-- DIRECTION --
Continue the forum thread about setting up a Facebook page, picking up where it ends.

-- SUPPLIED TEXT --

# Facebook



## bruc101 (Sep 13, 2008)

I've got a friend and his wife retiring from teaching in a few months that do some woodworking and other craft things. They asked my wife and me about a Facebook page at dinner tonight and neither of us could help them because no one in our family does FB. Our girls have blogs but they're Wordpress blogs hosted on one of their moms servers.

My wife is going to build them a Wordpress website and teach them how to do their own updates but they need FB also to promote their website and crafts as a back link.

Any of you jocks that use FB that could give me some useful information to pass on to them would be greatly appreciated.

Thanks in advance.


----------



## lew (Feb 13, 2008)

You might start here- https://www.facebook.com/business/learn/set-up-facebook-page


----------



## bruc101 (Sep 13, 2008)

Thanks Lew. I passed your link on to them.


----------



## woodworkingprincipal (Jul 1, 2012)

[Entries taken from a collection]

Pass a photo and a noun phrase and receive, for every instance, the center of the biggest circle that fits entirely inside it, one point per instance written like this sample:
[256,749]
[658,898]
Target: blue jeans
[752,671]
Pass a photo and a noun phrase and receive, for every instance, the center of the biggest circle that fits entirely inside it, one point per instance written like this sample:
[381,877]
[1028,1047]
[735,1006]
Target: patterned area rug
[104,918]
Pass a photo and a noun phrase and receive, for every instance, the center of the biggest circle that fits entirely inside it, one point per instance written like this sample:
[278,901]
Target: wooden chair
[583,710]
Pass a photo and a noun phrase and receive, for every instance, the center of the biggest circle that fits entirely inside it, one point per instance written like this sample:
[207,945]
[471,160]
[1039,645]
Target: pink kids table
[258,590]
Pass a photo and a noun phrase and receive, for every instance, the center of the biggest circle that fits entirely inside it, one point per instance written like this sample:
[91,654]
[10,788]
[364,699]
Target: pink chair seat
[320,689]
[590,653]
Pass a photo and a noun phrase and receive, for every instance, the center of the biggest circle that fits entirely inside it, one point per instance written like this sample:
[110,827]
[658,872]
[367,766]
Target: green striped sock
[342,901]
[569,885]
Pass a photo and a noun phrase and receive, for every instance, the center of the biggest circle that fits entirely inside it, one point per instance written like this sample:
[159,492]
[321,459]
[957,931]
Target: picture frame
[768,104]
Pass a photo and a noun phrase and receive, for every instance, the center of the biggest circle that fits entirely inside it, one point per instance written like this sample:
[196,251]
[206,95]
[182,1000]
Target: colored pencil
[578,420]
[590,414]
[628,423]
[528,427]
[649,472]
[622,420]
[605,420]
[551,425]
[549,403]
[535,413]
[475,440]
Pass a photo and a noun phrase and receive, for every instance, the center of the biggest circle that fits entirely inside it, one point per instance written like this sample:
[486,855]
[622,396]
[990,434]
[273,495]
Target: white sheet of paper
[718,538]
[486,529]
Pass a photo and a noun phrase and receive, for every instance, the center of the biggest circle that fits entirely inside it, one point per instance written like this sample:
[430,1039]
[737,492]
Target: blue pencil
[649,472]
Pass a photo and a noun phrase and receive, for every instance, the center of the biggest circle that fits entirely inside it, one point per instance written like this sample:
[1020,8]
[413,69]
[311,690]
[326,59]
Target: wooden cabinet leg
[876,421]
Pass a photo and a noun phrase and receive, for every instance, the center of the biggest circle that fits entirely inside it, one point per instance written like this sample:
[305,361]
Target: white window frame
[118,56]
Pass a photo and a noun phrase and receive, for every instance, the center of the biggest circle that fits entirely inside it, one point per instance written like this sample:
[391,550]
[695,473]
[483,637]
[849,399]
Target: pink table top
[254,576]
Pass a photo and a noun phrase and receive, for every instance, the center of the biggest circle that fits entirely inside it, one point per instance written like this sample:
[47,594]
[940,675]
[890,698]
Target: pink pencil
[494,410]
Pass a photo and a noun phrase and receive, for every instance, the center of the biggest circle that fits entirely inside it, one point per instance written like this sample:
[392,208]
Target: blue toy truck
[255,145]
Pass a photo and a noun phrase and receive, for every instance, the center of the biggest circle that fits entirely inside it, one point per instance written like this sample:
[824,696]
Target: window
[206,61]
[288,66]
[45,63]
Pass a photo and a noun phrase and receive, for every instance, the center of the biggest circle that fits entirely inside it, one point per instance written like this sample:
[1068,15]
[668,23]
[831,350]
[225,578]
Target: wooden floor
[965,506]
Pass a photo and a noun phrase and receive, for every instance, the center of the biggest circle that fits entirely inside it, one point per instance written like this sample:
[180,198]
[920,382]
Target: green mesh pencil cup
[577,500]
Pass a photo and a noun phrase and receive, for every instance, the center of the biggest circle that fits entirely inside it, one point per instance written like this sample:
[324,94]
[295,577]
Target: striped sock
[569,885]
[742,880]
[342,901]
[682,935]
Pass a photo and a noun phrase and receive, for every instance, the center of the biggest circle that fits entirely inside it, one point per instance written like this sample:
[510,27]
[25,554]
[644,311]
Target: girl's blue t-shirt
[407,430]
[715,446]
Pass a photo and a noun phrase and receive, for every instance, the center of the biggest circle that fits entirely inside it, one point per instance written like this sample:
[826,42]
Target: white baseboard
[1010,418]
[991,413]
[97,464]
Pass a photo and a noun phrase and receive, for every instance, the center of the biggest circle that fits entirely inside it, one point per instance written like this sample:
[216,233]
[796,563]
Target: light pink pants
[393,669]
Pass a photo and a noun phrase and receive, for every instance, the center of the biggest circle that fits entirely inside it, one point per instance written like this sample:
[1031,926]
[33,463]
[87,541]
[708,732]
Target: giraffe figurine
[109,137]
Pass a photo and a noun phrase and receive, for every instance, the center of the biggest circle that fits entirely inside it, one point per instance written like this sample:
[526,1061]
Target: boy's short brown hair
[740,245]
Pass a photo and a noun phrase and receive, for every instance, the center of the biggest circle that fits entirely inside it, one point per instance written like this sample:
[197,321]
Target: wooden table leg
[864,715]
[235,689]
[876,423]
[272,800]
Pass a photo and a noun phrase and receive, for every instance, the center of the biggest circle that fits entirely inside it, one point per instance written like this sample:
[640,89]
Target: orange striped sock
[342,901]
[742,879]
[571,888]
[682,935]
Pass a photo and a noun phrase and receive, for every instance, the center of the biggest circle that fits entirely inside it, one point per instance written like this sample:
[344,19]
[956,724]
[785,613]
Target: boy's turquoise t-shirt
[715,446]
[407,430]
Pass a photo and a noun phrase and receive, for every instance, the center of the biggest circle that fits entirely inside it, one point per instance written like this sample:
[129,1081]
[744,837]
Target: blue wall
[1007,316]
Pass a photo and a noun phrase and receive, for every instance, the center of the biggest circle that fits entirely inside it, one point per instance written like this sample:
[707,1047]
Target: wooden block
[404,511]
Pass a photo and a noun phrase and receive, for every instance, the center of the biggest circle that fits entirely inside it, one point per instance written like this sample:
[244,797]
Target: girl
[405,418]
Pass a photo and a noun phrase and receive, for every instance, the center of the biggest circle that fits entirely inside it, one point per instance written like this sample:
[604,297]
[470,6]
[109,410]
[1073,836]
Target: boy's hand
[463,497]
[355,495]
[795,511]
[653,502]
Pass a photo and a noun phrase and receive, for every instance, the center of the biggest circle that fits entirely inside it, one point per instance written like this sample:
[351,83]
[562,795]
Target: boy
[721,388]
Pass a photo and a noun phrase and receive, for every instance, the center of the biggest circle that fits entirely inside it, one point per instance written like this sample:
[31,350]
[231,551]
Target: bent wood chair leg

-- RESPONSE TO THIS EXERCISE --
Also, there are many FB sale sites. (Arlington Resale, Better than ebay, Bartlett Furniture Resale, and on and on) I live near Memphis and there are probably 50 FB sale sites here. I use them to sell adirondack chairs, deck coolers and other products. As a retired teacher and principal, these sites, which are free, keep me incredibly busy around golf and a little travel. Have them do a little searching for resale sites. Might be a good thing for them….....


----------



## helluvawreck (Jul 21, 2010)

Lynda.com is a great place to learn anything there is to know about websites.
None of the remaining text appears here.